* Task to carry out
Copy exactly the last part of the entries, starting from the line with "Please tag the reflection of trees" and including the final line.

* Exercise material
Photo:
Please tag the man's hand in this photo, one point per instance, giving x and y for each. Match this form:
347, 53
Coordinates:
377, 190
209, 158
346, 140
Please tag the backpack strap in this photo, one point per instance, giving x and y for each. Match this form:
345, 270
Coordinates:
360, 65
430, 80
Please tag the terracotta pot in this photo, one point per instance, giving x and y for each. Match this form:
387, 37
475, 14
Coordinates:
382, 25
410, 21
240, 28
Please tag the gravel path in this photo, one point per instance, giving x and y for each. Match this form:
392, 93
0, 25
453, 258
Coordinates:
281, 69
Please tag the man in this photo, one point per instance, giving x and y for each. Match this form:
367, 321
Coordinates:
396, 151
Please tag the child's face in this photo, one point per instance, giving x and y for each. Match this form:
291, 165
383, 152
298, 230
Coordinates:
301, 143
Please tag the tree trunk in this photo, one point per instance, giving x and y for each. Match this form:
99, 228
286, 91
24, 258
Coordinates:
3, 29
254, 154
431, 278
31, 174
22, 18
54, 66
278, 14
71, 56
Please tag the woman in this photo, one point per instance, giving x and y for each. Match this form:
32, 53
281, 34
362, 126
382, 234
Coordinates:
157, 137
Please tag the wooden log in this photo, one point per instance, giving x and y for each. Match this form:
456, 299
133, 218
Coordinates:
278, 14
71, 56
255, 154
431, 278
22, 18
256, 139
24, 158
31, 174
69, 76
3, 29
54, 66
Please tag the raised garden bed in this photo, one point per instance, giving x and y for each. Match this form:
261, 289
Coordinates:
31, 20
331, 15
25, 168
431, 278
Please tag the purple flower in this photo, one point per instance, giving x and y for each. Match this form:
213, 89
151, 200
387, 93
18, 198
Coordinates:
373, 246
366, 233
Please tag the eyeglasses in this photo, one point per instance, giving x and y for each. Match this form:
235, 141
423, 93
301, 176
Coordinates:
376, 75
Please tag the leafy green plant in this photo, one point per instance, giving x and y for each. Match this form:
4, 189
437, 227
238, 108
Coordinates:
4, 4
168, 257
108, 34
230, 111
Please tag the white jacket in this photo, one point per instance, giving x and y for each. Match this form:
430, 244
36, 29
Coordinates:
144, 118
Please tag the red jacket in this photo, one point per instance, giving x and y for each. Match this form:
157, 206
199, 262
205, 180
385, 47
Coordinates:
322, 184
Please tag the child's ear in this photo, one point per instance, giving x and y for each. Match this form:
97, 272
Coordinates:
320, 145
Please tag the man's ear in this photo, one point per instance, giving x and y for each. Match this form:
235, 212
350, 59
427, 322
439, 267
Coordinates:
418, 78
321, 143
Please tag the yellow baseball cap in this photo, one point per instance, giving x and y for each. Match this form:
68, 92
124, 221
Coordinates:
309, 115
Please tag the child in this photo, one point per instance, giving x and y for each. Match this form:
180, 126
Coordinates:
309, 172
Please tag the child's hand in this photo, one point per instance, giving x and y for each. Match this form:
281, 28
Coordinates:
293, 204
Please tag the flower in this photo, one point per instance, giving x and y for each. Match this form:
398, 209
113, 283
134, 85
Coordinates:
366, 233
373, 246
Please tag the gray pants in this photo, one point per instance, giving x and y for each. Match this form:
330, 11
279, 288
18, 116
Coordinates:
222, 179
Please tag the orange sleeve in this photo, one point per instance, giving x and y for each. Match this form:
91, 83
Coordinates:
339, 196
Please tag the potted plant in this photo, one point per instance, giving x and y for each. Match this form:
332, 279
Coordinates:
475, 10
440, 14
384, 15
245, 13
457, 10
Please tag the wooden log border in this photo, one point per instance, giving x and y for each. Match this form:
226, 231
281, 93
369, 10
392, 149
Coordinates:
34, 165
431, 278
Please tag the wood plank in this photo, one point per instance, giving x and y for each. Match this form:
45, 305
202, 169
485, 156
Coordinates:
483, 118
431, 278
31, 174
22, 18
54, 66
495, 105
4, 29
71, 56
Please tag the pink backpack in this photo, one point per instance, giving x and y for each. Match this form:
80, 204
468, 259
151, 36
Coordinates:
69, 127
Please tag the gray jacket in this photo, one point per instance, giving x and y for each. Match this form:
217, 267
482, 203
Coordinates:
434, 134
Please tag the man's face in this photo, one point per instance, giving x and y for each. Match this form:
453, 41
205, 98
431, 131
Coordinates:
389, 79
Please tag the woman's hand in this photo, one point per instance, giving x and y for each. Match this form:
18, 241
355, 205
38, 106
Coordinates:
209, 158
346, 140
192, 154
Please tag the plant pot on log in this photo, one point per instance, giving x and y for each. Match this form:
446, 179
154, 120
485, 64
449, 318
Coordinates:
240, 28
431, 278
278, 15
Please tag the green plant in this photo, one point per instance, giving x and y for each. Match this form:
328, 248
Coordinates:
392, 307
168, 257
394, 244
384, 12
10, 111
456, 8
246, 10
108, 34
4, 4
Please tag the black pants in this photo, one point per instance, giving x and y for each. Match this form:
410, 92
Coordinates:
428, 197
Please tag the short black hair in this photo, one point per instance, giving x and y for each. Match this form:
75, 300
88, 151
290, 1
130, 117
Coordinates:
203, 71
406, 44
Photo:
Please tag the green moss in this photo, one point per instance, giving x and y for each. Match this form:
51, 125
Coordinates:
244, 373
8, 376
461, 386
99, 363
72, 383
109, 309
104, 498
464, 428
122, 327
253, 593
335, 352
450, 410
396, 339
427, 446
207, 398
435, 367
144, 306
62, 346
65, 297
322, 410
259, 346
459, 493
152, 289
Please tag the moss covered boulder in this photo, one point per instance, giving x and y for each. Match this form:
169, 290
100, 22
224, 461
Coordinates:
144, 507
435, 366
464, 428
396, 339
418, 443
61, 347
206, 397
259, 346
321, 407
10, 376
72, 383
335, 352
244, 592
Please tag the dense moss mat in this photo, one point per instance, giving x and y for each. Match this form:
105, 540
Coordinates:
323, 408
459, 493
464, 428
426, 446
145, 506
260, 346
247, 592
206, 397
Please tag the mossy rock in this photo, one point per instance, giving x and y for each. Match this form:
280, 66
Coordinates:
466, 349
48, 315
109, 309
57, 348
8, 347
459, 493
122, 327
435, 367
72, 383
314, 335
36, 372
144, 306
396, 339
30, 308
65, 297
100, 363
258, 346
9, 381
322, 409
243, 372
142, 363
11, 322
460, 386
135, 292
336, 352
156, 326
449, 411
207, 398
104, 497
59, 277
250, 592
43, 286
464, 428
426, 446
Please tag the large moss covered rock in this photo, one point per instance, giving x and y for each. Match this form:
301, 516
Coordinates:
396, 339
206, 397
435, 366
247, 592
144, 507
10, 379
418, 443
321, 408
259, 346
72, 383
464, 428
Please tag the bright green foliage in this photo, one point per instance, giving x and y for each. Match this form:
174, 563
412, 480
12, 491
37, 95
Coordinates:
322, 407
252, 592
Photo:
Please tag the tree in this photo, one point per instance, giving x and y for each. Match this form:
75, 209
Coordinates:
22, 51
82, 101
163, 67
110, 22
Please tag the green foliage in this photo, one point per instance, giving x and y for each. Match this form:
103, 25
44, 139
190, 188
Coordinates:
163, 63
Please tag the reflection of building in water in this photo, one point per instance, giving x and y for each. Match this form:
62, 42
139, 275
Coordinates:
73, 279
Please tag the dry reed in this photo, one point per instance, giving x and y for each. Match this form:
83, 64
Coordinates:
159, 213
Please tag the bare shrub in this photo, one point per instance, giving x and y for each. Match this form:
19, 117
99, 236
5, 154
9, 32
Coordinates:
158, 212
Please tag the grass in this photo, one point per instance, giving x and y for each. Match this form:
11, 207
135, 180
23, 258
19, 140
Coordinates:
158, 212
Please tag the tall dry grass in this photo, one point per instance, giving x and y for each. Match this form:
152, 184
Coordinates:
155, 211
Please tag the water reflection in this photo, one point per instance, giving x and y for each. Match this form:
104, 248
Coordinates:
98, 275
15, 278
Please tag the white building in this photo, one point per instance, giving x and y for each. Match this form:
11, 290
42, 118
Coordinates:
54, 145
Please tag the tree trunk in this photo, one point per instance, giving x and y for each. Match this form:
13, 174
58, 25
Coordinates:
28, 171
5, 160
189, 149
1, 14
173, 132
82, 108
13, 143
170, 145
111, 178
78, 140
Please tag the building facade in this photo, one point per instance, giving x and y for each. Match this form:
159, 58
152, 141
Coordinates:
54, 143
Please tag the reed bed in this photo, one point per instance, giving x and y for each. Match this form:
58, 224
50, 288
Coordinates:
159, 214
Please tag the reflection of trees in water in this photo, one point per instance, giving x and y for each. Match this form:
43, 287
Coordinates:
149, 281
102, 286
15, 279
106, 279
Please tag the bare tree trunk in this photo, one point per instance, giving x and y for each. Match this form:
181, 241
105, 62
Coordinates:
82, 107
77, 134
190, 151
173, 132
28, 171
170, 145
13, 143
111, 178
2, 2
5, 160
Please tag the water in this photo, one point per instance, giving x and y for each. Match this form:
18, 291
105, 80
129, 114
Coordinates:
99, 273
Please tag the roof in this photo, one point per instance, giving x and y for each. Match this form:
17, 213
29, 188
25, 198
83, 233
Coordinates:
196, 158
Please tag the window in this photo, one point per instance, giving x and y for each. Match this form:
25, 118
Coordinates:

* Task output
Please tag the reflection of trees in water in this photo, one point per instance, giving x and y for each. Match this form:
43, 287
Coordinates:
149, 281
102, 286
15, 279
106, 279
Please tag the bare tree trunk in this photo, one point per instance, giving x and y for each. Match this form:
181, 241
105, 62
Coordinates:
82, 107
77, 134
190, 151
173, 132
28, 171
170, 145
13, 143
111, 178
2, 2
5, 160
Please tag the water in this photo, one point per instance, giving x and y for each. Match this form:
18, 291
105, 80
129, 114
Coordinates:
99, 273
Please tag the roof in this photo, one point per instance, giving x and y for each. Match this form:
17, 213
29, 188
25, 198
83, 233
Coordinates:
196, 158
Please tag the window in this photo, one point per instance, giving x and y for each. Match this form:
25, 118
Coordinates:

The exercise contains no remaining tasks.